= EXERCISE INSTRUCTIONS =
Search the records for "each". Report every line where it occurs.

◇ ◇ ◇ ◇

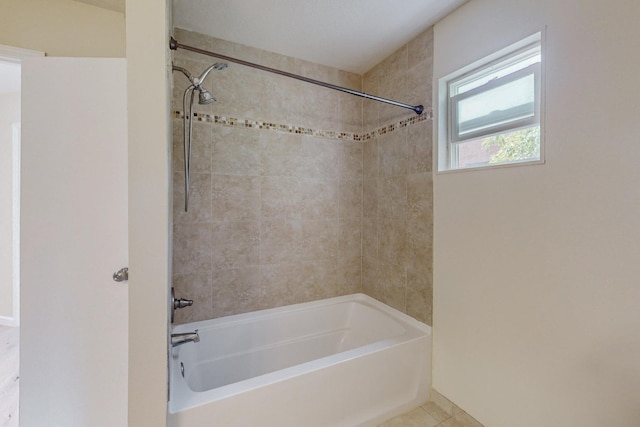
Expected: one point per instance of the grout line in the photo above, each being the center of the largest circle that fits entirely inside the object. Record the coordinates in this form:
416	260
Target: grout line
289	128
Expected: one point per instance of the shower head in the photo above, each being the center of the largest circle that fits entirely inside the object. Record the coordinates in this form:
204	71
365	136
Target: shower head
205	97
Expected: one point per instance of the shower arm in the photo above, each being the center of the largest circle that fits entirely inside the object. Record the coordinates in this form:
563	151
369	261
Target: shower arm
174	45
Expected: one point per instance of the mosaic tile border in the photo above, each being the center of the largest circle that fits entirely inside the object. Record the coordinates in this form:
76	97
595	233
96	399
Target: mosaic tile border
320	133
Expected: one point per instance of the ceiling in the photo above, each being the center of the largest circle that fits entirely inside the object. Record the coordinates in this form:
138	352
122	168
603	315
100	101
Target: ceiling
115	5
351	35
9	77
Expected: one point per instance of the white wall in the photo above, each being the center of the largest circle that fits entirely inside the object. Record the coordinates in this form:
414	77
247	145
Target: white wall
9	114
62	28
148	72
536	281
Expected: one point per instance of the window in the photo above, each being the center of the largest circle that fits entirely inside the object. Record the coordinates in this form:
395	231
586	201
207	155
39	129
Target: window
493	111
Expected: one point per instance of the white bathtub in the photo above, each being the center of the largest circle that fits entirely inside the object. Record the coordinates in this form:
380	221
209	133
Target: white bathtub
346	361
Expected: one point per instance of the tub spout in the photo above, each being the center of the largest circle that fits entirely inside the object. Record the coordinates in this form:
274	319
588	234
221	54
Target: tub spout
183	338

◇ ◇ ◇ ◇

= OUTPUT =
Expected: one point per instance of the grout line in the photo above, each being the center of the largest circle that fits entirely inside the object. Record the coordinates in this form:
Expected: one point per instance of the shower head in the photo above, each being the center of the largest circle that fits entirely inside the object. Record the coordinates in this form:
Expected: one point per instance of the shower arm in the photo above, each being the center of the largest circle that fits entirely inside the object. Record the coordinates in this form:
Expected: one point per instance of the mosaic tile border in the photo above, each being the center of the largest circle that fits entirely inside the object. Record the coordinates in this form:
Expected: one point per instance of the ceiling in the photo above, each being the center of the largest circle that fits entirely inside the object. Record the coordinates in this form:
Expected: one point per instance of the white wall in the photo above, each being the center of the largest circle that fits entirely inside the object. Record the coordinates in this form:
Expected: one point per instance of the window in the photo above, each being the center of the largest circle that fits entirely inside the object. Record the coordinates in this form:
Expected: one point per instance of the white bathtub in the photo above, each being the center of the largest circle that fits entirely inside the object. Record the coordinates in this form:
Expected: one point per instance of the tub spout in the photo above, each being the center of the largest circle that fits entirely inside the object. Record the coordinates in this form:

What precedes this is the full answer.